• **WHAT NEEDS TO BE DONE**
Your answer must be the records below, repeated exactly, with every picture left out.

BEGIN DATASET RECORDS

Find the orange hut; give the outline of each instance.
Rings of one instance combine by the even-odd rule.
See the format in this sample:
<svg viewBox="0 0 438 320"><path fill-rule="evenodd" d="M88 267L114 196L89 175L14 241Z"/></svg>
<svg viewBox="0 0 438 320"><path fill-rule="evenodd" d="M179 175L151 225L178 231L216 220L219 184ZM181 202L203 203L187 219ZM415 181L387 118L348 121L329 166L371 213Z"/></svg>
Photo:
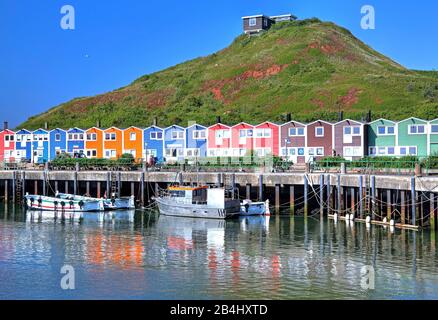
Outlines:
<svg viewBox="0 0 438 320"><path fill-rule="evenodd" d="M103 131L97 127L85 131L85 154L87 158L103 158Z"/></svg>
<svg viewBox="0 0 438 320"><path fill-rule="evenodd" d="M123 153L132 154L134 159L143 156L143 130L137 127L129 127L123 130Z"/></svg>
<svg viewBox="0 0 438 320"><path fill-rule="evenodd" d="M103 157L118 159L123 154L123 131L111 127L103 131Z"/></svg>

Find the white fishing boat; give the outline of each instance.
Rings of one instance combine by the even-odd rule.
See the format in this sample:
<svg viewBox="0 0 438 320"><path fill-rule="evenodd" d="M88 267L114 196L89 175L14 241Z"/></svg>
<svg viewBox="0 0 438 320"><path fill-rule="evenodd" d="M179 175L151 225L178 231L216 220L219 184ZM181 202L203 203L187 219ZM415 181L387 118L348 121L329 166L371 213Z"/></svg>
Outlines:
<svg viewBox="0 0 438 320"><path fill-rule="evenodd" d="M26 194L25 200L29 210L95 212L103 211L105 209L102 200L84 200L77 197L62 199L56 197Z"/></svg>
<svg viewBox="0 0 438 320"><path fill-rule="evenodd" d="M99 198L92 198L92 197L86 197L86 196L75 196L73 194L68 193L56 193L56 197L60 199L70 199L70 198L76 198L83 201L103 201L103 205L105 210L131 210L135 209L135 199L134 196L131 197L125 197L125 198L110 198L110 199L99 199Z"/></svg>
<svg viewBox="0 0 438 320"><path fill-rule="evenodd" d="M224 188L174 186L154 200L167 216L227 219L240 214L240 201L229 198Z"/></svg>
<svg viewBox="0 0 438 320"><path fill-rule="evenodd" d="M253 202L243 200L240 204L240 215L242 216L264 216L269 214L269 200L266 202Z"/></svg>

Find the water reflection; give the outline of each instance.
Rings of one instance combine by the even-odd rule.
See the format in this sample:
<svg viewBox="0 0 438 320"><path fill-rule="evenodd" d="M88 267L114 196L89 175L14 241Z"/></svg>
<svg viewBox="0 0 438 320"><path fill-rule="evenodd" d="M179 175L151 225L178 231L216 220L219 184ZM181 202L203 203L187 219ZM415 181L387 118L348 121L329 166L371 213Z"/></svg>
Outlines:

END DATASET RECORDS

• **WRITTEN RESPONSE**
Find the orange hut; give the outline of each instance.
Rings of one instance combine by the even-odd rule.
See the format in this sample:
<svg viewBox="0 0 438 320"><path fill-rule="evenodd" d="M88 267L114 196L89 175L14 241Z"/></svg>
<svg viewBox="0 0 438 320"><path fill-rule="evenodd" d="M179 175L151 225L178 231L216 220L219 184ZM181 202L203 203L187 219ZM415 181L387 118L348 121L329 166L371 213Z"/></svg>
Photo:
Outlines:
<svg viewBox="0 0 438 320"><path fill-rule="evenodd" d="M103 131L97 127L85 131L85 154L87 158L103 158Z"/></svg>
<svg viewBox="0 0 438 320"><path fill-rule="evenodd" d="M123 153L132 154L134 159L143 156L143 130L137 127L129 127L123 130Z"/></svg>
<svg viewBox="0 0 438 320"><path fill-rule="evenodd" d="M103 157L118 159L123 154L123 131L111 127L103 131Z"/></svg>

Find the white fishing boat; give the outline of each instance.
Rings of one instance combine by the even-odd rule.
See the format in this sample:
<svg viewBox="0 0 438 320"><path fill-rule="evenodd" d="M88 267L114 196L89 175L14 241Z"/></svg>
<svg viewBox="0 0 438 320"><path fill-rule="evenodd" d="M179 175L151 225L178 231L216 220L219 184ZM181 202L203 203L187 219ZM415 181L387 118L348 121L329 166L371 213Z"/></svg>
Outlines:
<svg viewBox="0 0 438 320"><path fill-rule="evenodd" d="M26 194L25 200L29 210L95 212L103 211L105 209L102 200L84 200L77 197L62 199L56 197Z"/></svg>
<svg viewBox="0 0 438 320"><path fill-rule="evenodd" d="M99 198L92 198L92 197L86 197L86 196L75 196L73 194L68 193L56 193L56 197L60 199L70 199L70 198L76 198L83 201L103 201L103 205L105 210L131 210L135 209L135 199L134 196L131 197L125 197L125 198L110 198L110 199L99 199Z"/></svg>
<svg viewBox="0 0 438 320"><path fill-rule="evenodd" d="M224 188L174 186L154 200L167 216L227 219L240 214L240 201L229 198Z"/></svg>
<svg viewBox="0 0 438 320"><path fill-rule="evenodd" d="M253 202L243 200L240 204L240 215L242 216L264 216L269 214L269 200L266 202Z"/></svg>

Find the water reflection; give the outline of each instance.
Rings of one instance combine by the even-odd rule.
See the format in this sample:
<svg viewBox="0 0 438 320"><path fill-rule="evenodd" d="M88 267L114 196L89 175L14 241Z"/></svg>
<svg viewBox="0 0 438 320"><path fill-rule="evenodd" d="M179 175L151 225L178 231L216 220L219 184ZM181 202L203 203L187 219ZM415 181L387 118L348 121L329 166L371 213Z"/></svg>
Outlines:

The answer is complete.